Source passage:
They’re tiny, wireless, battery-less sensors no larger than a piece of sand. But in the future, these “neural dust” sensors could be used to power prosthetics, monitor organ health and track the progression of tumors.
A team of engineers and neuroscientists at the University of California, Berkeley have been working on the technology for half a decade. They’ve now managed to implant the sensors inside rats, where they monitor nerve and muscle impulses via ultrasound. Their research appears in the journal Neuron.
“There’s a lot of exciting things that this opens the door to,” says Michel Maharbiz, a professor of engineering and one of the study’s two main authors.
The neural dust sensors developed by Maharbiz and his co-author, neuroscientist Jose Carmena, consist of a piezoelectric crystal (that produces a voltage in response to physical pressure) connected to a simple electronic circuit, all mounted on a tiny polymer board. A change in the nerve or muscle fiber surrounding the sensor changes the vibrations of the crystal. These fluctuations, which can be captured by ultrasound, give researchers a sense of what might be going on deep within the body.
Building interfaces to record or stimulate the nervous system that will also last inside the body for decades has been a long-standing puzzle, Maharbiz says. Many implants degrade after a year or two. Some require wires that protrude from the skin. Others simply don’t work efficiently. Historically, scientists have used radio frequency to communicate with medical implants. This is fine for larger implants, says Maharbiz. But for tiny implants like the neural dust, radio waves are too large to work efficiently. So the team instead tried ultrasound, which turns out to work much better.

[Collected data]
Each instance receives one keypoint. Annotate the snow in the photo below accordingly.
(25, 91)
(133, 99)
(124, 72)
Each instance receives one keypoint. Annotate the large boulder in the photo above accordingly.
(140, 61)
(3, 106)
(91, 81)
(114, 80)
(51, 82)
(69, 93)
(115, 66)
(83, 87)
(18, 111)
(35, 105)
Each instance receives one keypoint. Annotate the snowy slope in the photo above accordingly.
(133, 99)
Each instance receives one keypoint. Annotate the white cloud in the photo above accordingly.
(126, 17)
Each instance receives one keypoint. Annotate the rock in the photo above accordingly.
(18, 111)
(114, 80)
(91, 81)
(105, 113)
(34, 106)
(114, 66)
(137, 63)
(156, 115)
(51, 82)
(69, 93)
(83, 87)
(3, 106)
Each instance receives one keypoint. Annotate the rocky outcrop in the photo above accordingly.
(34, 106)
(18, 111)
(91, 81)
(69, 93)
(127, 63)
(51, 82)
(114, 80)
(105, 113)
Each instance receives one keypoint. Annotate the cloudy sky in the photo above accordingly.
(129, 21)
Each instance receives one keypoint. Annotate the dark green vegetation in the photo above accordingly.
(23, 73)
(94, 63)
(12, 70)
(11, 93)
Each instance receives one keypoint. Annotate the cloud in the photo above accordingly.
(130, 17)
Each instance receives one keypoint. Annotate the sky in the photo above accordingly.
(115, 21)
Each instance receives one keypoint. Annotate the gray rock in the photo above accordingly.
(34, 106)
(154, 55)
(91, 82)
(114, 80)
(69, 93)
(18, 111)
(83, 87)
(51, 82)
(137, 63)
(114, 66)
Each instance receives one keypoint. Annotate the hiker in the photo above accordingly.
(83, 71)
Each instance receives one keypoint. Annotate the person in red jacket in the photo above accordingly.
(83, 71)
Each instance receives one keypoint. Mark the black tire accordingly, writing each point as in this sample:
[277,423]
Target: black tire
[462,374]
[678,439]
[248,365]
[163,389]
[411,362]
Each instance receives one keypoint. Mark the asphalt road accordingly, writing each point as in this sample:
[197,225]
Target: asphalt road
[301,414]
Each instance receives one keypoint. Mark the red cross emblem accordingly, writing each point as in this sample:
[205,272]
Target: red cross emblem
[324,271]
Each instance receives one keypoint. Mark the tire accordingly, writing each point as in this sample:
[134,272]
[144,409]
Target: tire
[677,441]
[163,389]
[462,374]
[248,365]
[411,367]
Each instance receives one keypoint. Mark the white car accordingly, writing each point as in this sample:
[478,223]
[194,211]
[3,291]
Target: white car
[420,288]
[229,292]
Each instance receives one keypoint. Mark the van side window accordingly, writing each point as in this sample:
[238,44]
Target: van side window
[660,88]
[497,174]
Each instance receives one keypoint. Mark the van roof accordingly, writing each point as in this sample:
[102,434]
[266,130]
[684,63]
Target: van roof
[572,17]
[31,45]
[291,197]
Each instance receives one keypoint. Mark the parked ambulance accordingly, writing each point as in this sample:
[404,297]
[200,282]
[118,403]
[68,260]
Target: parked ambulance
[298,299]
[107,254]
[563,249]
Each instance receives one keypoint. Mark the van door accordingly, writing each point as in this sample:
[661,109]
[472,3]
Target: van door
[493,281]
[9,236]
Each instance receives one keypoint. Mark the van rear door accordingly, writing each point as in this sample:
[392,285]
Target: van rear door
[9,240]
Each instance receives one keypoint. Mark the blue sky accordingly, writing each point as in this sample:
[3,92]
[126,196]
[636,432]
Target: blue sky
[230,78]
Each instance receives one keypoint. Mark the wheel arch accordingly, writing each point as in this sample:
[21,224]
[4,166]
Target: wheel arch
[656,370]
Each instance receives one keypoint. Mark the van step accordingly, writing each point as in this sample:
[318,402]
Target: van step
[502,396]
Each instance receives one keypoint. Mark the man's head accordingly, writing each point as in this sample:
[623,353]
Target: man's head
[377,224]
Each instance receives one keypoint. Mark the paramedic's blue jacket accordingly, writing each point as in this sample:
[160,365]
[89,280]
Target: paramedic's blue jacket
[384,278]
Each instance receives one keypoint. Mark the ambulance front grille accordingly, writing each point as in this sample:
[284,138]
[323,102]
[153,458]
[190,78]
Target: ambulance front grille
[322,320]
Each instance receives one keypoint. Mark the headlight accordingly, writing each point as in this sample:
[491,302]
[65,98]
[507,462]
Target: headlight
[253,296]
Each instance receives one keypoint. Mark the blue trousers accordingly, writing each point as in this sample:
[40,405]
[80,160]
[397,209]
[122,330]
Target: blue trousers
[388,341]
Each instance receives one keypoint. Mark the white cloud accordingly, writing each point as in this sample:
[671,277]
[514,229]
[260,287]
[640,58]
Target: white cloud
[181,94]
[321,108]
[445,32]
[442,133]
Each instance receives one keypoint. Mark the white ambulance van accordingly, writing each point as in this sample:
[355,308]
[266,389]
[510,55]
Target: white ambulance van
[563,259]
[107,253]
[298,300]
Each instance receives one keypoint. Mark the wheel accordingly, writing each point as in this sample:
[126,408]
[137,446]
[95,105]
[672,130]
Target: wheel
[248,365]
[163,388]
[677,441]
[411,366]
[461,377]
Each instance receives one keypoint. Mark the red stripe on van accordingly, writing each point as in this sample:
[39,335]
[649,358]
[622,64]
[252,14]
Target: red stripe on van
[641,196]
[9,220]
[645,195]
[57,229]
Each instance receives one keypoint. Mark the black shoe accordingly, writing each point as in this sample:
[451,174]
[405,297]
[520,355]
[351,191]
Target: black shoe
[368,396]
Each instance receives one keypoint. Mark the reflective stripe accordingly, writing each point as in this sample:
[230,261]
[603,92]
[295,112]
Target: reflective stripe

Assigned task 1: Reproduce the part of the neural dust article starting at "They’re tiny, wireless, battery-less" and ending at "two main authors.".
Assigned task 2: Using the neural dust article, decide whether each statement agrees with it. Answer yes or no for each and quote the words that decide it. (a) The Berkeley team has been working on the technology for a decade. (b) Inside rats, the sensors monitor nerve and muscle impulses via ultrasound. (c) Radio waves work efficiently for tiny implants like the neural dust.
The listing has nothing to do with the neural dust article.

Task answer 1:
They’re tiny, wireless, battery-less sensors no larger than a piece of sand. But in the future, these “neural dust” sensors could be used to power prosthetics, monitor organ health and track the progression of tumors.
A team of engineers and neuroscientists at the University of California, Berkeley have been working on the technology for half a decade. They’ve now managed to implant the sensors inside rats, where they monitor nerve and muscle impulses via ultrasound. Their research appears in the journal Neuron.
“There’s a lot of exciting things that this opens the door to,” says Michel Maharbiz, a professor of engineering and one of the study’s two main authors.

Task answer 2:
(a) No: "have been working on the technology for half a decade."
(b) Yes: "where they monitor nerve and muscle impulses via ultrasound."
(c) No: "But for tiny implants like the neural dust, radio waves are too large to work efficiently."